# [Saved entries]
----------------

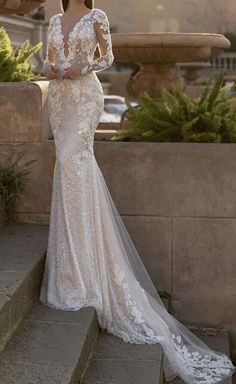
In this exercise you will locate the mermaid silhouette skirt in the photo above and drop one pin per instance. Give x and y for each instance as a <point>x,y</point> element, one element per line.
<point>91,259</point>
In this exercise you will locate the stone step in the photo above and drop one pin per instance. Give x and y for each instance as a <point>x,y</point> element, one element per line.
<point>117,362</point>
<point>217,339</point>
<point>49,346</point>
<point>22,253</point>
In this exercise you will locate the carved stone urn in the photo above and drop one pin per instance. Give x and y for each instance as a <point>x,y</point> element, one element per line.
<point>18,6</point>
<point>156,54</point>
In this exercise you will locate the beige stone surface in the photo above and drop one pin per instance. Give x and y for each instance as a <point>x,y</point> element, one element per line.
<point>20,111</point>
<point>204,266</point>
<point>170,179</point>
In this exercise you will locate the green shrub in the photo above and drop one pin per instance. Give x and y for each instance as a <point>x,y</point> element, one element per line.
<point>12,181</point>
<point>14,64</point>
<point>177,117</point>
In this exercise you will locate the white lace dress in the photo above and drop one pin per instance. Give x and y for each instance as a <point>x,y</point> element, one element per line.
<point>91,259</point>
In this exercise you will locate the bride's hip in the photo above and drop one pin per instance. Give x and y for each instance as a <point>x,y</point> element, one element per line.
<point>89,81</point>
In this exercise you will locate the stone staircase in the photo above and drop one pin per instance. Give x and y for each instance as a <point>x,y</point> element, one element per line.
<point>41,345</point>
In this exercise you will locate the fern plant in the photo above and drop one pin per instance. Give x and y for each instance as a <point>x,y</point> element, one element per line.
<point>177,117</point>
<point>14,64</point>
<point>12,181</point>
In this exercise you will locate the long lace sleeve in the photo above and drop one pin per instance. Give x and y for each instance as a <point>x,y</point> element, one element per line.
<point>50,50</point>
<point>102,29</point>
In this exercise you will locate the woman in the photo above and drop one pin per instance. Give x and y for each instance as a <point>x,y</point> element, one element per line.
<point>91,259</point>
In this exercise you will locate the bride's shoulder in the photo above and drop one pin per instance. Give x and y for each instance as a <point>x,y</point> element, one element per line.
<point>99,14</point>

----------------

# [ASSIGNMENT]
Only the lines from the one containing "In this exercise you will locate the bride's shoulder" through the final line above should be duplicated, exactly as they stand.

# [TASK RESPONSE]
In this exercise you will locate the bride's shoulder in the photo above and drop one pin per instance. Give x and y for each instance as a <point>x,y</point> element, one element per line.
<point>99,14</point>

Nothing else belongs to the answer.